═════ TEXTO DO DOCUMENTO ═════

O Peru conta com o Decreto Legislativo 1.410 desde 2018, que reconhece quatro crimes de violência de gênero online: assédio, assédio sexual, chantagem sexual e difusão de conteúdo audiovisual e imagens por meios tecnológicos.

O Hiperderecho analisou a eficácia da norma e constatou que a via de denúncia e atenção não é conhecida e que a atuação do Estado é muito deficiente.

“Muitas pessoas experimentam violência de gênero online e não sabem que é um crime denunciável. Nos casos em que foi feita a denúncia, ela não foi recebida pelos policiais e o Ministério Público não tem competência para investigar e processar adequadamente o caso”, disse o advogado.

Situação que se deve à falta de capacitação dos operadores do Estado no conhecimento e compreensão do crime, no manejo da abordagem de gênero para compreender a experiência de viver a violência digital, e na abordagem tecnológica para poder investigar e montar o caso.

“O que prevalece é que eles te falam: se te incomoda, bloqueie, se tiver problema, feche a conta. Nesse tipo de crime, o que se busca é agir com diligência e rapidez porque os agressores apagam o conteúdo, a mensagem, a conta e podemos ficar sem provas”, descreveu.

Dos casos que têm acompanhado, o denominador comum é a revitimização do denunciante. “No meio da audiência encontramos um advogado de defesa que disse: por que vocês estão dando tanto trabalho se meu réu tem futuro pela frente? Isso é apenas um caso de assédio e ele está arrependido. É difícil denunciar a violência de gênero online no Peru”, comentou ela.

Para ajudar a proteger os direitos de meninas e mulheres no uso do espaço digital, eles criaram o centro de autoatendimento Tecnoresistencias onde fornecem informações orientadoras para identificar a violência de gênero na internet, resistir e saber como proceder e ser capaz de denunciá-lo. Você pode encontrar guias de autocuidado, os modos de violência de gênero online e as formas disponíveis para denúncia. Dúvidas também são respondidas.

═════ ENTRADAS FORNECIDAS ═════

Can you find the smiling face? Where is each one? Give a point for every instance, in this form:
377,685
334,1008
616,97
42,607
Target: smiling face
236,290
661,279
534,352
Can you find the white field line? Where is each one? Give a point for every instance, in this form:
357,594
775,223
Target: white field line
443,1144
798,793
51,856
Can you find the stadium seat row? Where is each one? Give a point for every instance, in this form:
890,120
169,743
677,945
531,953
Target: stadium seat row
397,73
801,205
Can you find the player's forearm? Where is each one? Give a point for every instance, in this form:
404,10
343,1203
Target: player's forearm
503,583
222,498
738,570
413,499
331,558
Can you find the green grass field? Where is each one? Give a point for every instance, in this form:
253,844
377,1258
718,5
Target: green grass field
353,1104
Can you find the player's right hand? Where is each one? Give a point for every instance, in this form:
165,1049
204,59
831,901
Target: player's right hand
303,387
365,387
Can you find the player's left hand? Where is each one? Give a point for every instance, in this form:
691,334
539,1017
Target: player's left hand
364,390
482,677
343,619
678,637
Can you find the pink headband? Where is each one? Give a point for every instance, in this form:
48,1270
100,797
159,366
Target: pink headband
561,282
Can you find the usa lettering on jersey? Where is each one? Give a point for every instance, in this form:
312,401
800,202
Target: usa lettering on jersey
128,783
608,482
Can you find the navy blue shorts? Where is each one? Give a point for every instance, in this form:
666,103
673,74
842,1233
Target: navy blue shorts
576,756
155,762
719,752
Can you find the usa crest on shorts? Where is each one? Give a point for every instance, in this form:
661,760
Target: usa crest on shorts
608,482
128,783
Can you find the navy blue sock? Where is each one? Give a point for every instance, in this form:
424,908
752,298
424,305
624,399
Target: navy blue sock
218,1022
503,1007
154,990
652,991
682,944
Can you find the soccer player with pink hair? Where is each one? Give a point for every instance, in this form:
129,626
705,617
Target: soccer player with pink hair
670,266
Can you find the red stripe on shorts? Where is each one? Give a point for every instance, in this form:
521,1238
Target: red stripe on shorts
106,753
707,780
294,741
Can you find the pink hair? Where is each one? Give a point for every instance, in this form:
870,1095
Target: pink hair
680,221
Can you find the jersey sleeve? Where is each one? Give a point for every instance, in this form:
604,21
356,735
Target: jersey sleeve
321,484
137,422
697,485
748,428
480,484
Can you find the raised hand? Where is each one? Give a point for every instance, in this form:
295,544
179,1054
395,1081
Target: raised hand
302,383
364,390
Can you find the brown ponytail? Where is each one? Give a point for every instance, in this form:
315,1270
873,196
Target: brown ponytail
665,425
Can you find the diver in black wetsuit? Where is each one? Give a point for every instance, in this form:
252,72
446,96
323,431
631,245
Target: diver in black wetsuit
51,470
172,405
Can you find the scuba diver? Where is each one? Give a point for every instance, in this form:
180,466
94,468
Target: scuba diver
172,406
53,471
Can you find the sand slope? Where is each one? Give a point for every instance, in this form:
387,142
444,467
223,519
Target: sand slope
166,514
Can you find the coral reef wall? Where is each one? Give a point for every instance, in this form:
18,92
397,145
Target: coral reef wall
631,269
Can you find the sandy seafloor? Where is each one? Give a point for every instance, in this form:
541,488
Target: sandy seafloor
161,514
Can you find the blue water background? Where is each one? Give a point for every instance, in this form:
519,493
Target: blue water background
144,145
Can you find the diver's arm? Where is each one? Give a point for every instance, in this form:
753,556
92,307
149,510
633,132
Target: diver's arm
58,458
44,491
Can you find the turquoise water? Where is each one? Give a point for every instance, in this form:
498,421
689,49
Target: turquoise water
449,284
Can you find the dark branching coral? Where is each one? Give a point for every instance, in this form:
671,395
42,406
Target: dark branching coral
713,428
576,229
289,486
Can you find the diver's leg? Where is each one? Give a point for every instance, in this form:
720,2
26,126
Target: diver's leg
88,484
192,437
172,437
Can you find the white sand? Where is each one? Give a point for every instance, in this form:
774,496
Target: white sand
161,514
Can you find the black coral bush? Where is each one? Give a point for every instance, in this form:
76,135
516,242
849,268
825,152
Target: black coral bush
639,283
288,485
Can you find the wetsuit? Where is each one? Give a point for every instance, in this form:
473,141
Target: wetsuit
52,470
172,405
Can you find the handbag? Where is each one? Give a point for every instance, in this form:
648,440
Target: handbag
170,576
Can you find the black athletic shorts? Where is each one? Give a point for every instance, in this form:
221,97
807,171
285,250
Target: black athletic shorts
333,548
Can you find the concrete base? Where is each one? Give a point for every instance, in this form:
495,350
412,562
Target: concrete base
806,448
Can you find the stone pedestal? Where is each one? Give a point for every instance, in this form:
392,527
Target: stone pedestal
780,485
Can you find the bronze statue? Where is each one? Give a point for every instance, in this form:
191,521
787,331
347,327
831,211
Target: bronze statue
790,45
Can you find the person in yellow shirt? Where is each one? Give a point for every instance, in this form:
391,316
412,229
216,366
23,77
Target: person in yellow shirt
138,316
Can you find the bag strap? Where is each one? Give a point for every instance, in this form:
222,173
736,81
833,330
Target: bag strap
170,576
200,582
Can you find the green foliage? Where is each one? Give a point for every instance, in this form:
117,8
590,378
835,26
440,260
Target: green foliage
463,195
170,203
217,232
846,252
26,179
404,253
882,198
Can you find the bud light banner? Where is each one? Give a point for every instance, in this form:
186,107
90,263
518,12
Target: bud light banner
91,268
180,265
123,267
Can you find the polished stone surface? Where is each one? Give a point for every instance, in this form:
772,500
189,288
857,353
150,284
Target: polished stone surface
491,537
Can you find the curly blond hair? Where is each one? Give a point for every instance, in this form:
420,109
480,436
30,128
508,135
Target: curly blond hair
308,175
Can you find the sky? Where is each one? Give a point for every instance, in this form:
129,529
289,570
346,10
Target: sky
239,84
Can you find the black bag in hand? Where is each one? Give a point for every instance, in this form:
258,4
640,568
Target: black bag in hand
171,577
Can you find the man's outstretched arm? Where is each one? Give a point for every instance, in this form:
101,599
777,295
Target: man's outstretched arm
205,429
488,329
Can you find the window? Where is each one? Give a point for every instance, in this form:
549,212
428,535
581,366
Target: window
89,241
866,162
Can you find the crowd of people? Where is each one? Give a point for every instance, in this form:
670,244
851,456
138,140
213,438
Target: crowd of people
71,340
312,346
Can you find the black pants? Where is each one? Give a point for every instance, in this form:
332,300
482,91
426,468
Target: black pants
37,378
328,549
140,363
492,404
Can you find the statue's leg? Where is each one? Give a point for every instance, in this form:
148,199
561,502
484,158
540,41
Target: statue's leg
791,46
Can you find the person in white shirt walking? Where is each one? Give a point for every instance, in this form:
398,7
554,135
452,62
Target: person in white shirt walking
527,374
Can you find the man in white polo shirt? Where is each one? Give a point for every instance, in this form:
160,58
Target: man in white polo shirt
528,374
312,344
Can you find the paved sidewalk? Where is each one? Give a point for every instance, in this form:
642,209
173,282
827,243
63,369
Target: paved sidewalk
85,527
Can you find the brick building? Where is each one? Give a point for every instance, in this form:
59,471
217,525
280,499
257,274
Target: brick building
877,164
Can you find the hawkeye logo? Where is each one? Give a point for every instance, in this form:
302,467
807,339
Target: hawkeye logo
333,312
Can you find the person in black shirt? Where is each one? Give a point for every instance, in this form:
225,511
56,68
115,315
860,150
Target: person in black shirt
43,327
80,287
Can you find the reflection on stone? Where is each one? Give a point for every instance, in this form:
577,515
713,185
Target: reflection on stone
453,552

═════

> [TAREFAS]
- 1) Segundo o texto sobre violência de gênero online no Peru, quais são os quatro crimes reconhecidos pelo Decreto Legislativo 1.410?
- 2) Retome o texto sobre violência de gênero online no Peru, dando sequência a partir da última frase apresentada.
Não é preciso consultar as entradas.

> [RESPOSTAS DO EXERCÍCIO]
- 1) Assédio, assédio sexual, chantagem sexual e difusão de conteúdo audiovisual e imagens por meios tecnológicos.

- 2)
“No começo, eles só usavam o celular para falar, agora é um meio de enfrentar a pobreza que se agravou na pandemia”, diz Rosy Santiz, uma mulher maia da cidade de San Cristóbal de las Casas, no estado mexicano de Chiapas, em relação às mulheres bordadeiras e tecelãs que, por meio da tecnologia, têm conseguido superar a crise econômica e social que enfrentam. Foto: Cortesia de Rosy Santiz

Usando aplicativos móveis para enfrentar a crise

Do outro lado da moeda, o positivo, o uso da internet e o acesso às novas tecnologias significaram a possibilidade de enfrentar a grave crise econômica e social que a covid-19 acentuou entre um grupo de mulheres maias na cidade de San Cristóbal de las Casas, no estado de Chiapas, no sul do México.

“A pandemia nos dificultou muito, não avançamos no acesso à comunicação porque aqui em San Cristóbal de las Casas há pouca internet e nos encontramos precisando aprender”, diz Rosy Santiz, mulher maia promotora de direitos e capacitação.

Ela integra o Centro de Formação e Capacitação para Mulheres K’inal Antsetik que na língua tzeltal significa Terra das Mulheres. Criados em 2014, ele acompanha grupos e uma rede de cooperativas de mulheres bordadeiras e tecelãs.

“Sabíamos usar o celular, mas para manter o emprego tivemos que aprender outros programas como o Zoom. Foi difícil, mas a única maneira de poder me comunicar e trabalhar em casa. Aprendemos a continuar nossas reuniões e as coordenações para continuar difundindo, porque na pandemia também continuamos trocando experiências”, lembrou.

Nas comunidades onde vivem as mulheres dos coletivos e da cooperativa, há pouco sinal de internet, por isso decidiram capacitá-las no uso do aplicativo WhatsApp. A diretoria residente em San Cristóbal de las Casas recebe os pedidos da clientela e os encaminha para as bordadeiras e tecelãs, enviando assim os cadernos de encargos e fotografias.

“No começo só usavam o celular para falar, agora é um meio de enfrentar a pobreza que se agravou na pandemia, é uma das vantagens que a gente tira proveito da tecnologia”, afirmou.